------ Records for the exercise ------

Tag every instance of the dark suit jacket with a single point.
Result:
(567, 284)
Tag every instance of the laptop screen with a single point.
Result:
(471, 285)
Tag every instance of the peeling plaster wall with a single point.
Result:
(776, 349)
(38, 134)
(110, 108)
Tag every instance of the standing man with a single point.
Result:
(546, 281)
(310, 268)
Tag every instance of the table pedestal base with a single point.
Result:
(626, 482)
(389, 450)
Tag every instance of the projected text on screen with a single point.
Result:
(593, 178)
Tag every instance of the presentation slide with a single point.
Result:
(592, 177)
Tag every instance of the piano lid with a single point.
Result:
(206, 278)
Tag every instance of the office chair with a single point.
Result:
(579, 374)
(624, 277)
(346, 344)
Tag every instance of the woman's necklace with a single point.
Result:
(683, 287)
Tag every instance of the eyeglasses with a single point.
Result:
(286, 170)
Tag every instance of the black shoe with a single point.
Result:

------
------ Records for the exercise ------

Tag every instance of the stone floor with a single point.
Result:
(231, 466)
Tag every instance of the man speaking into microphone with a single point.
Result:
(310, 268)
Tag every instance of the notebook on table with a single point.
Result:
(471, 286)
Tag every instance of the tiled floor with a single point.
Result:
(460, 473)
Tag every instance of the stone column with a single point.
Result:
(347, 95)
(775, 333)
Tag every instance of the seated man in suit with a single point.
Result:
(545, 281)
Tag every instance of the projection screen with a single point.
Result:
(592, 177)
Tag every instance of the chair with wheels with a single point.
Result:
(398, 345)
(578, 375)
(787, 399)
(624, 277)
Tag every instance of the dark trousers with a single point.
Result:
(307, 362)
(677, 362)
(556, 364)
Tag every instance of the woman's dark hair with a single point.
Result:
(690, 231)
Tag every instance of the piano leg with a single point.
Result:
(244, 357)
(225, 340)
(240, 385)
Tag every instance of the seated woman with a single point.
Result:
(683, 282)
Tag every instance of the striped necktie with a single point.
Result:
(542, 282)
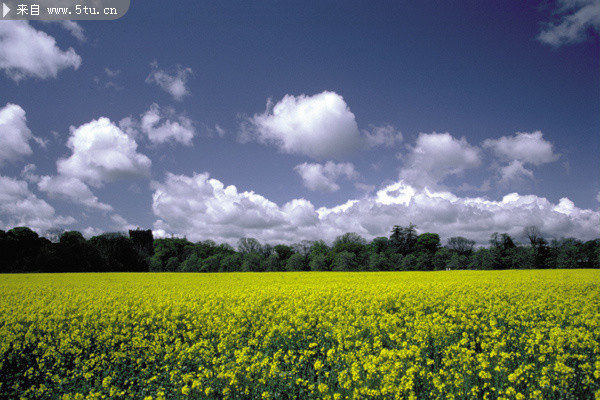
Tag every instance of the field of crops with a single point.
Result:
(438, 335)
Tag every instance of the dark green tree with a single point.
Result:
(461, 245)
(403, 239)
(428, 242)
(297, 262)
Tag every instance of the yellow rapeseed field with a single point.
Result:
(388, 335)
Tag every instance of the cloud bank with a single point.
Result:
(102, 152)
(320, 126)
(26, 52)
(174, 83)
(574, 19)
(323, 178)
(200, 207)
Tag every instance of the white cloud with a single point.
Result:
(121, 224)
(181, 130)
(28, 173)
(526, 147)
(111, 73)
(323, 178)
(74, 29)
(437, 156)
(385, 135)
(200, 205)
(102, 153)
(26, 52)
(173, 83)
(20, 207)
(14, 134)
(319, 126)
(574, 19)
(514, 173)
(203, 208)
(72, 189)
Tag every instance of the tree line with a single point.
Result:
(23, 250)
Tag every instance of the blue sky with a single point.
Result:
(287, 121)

------

• **Exercise**: How many of the lines above contain the string "woman"? Reply with the number alone.

• **Response below**: 3